(Recorded data)
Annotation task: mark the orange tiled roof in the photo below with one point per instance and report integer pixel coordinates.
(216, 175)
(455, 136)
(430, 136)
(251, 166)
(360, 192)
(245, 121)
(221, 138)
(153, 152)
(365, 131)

Aim of the task: Print all of the entries exactly, leaving nothing out.

Expected answer:
Annotation task: mark the orange tiled roof in the photo below with one point per instance and report integer pixel coordinates.
(216, 175)
(455, 136)
(430, 136)
(251, 166)
(360, 192)
(245, 121)
(221, 138)
(153, 152)
(365, 131)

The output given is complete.